Set problem 1 —
In the worked solution about a two-digit number, reproduce word for word the passage from "For example, 28" up to and including "that \[x > y\].".
Set problem 2 —
In the worked solution about a two-digit number, what is the original two-digit number?
Set problem 3 —
Continue the worked solution about a two-digit number, starting after its final sentence.

Selected text —
....
A two-digit number can be written as 10 \[ \times \] the digit at ten’s place \[ + \] the digit at unit’s place.

For example, 28 can be written as \[2 \times 10 + 8\].

Let the digit at ten’s place be \[x\] and the digit at the unit's place be \[y\].

Assume that \[x > y\].

Therefore, we get the first number as

\[10 \times x + y = 10x + y\]

When the digits are interchanged, the digit at ten’s place becomes \[y\] and the digit at unit’s place becomes \[x\].

We can write the number when the digits are interchanged as

\[10 \times y + x = 10y + x\]

Now, it is given that the difference between the two digit number and the number obtained by interchanging the digits is 36.

Thus, we get

\[ \Rightarrow \left( {10x + y} \right) - \left( {10y + x} \right) = 36\]

Simplifying the expression, we get

\[ \Rightarrow 10x + y - 10y - x = 36\]

Adding and subtracting the like terms, we get

\[ \Rightarrow 9x - 9y = 36\]

Factoring the number 9, we get

\[ \Rightarrow 9\left( {x - y} \right) = 36\]

Dividing both sides of the equation by 9, we get

\[ \Rightarrow x - y = 4 \ldots \ldots \ldots \left( 1 \right)\]

It is given that the ratio of the digits of the two digit number is 1: 2.

Since \[x > y\], we get

\[ \Rightarrow y:x = 1:2\]

Rewriting the equation, we get

\[ \Rightarrow \dfrac{y}{x} = \dfrac{1}{2}\]

Multiplying both sides of the equation by 2, we get

\[ \Rightarrow 2y = x\]

Rewriting the equation, we get

\[ \Rightarrow x = 2y \ldots \ldots \ldots \left( 2 \right)\]

We can observe that the equations \[\left( 1 \right)\] and \[\left( 2 \right)\] are a pair of linear equations in two variables.

We will solve the equations to find the values of \[x\] and \[y\].

Substituting \[x = 2y\] in equation \[\left( 1 \right)\], we get

\[ \Rightarrow 2y - y = 4\]

Subtracting the like terms, we get

\[\therefore y = 4\]

Substituting \[y = 4\] in the equation \[x = 2y\], we get

\[ \Rightarrow x = 2\left( 4 \right)\]

Multiplying the terms in the expression, we get

\[\therefore x = 8\]

Therefore, we get the original two digit number as

\[10x + y = 10\left( 8 \right) + 4 = 80 + 4 = 84\]

Now, we will find the sum and difference of the digits.
....
Information supplied —

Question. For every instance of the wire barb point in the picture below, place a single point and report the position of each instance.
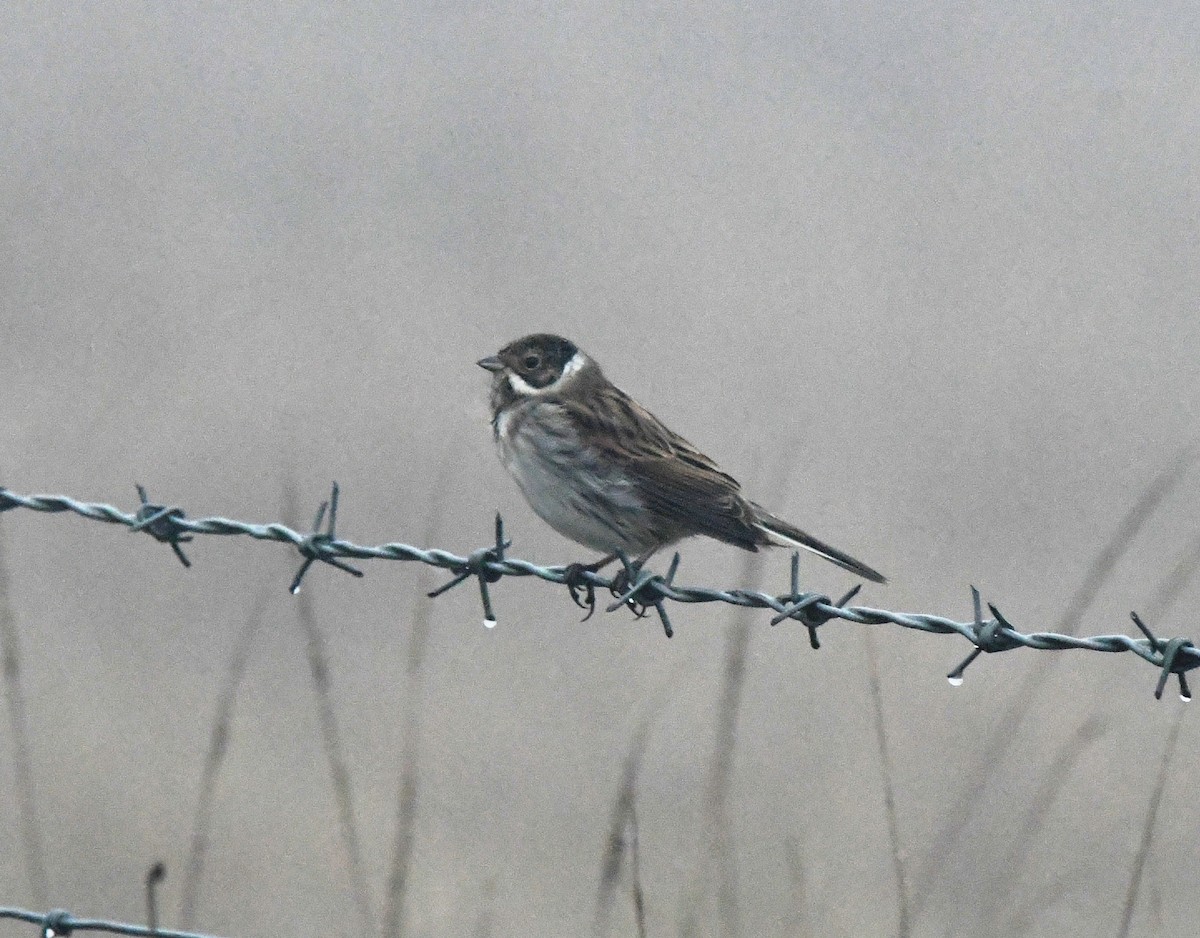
(318, 545)
(161, 523)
....
Answer 1 —
For example, 28 can be written as \[2 \times 10 + 8\].

Let the digit at ten’s place be \[x\] and the digit at the unit's place be \[y\].

Assume that \[x > y\].

Answer 2 —
The original two-digit number is 84.

Answer 3 —
Adding the digits of the number 84, we get

Sum of digits \[ = 8 + 4 = 12\]

Subtracting the digits of the number 84, we get

Difference of digits \[ = 8 - 4 = 4\]

Finally, subtracting the difference of the digits from the sum of the digits, we get

Difference between the sum and the difference of the digits of the number \[ = 12 - 4 = 8\]

Therefore, we get the difference between the sum and the difference of the digits of the number as 8.

**Thus, the correct option is option (b).**

**Note:**We have formed two linear equations in two variables and simplified them to find the number. A linear equation in two variables is an equation of the form \[ax + by + c = 0\], where \[a\] and \[b\]are not equal to 0. For example, \[2x - 7y = 4\] is a linear equation in two variables.

We can verify our answer by using the given information.

The number obtained by reversing the digits of 84 is 48.

We can observe that \[84 - 48 = 36\].

Thus, the difference of the number and the number formed by interchanging the digits is 36.

The ratio of the digits 4 and 8 is 1: 2.

Hence, we have verified our answer.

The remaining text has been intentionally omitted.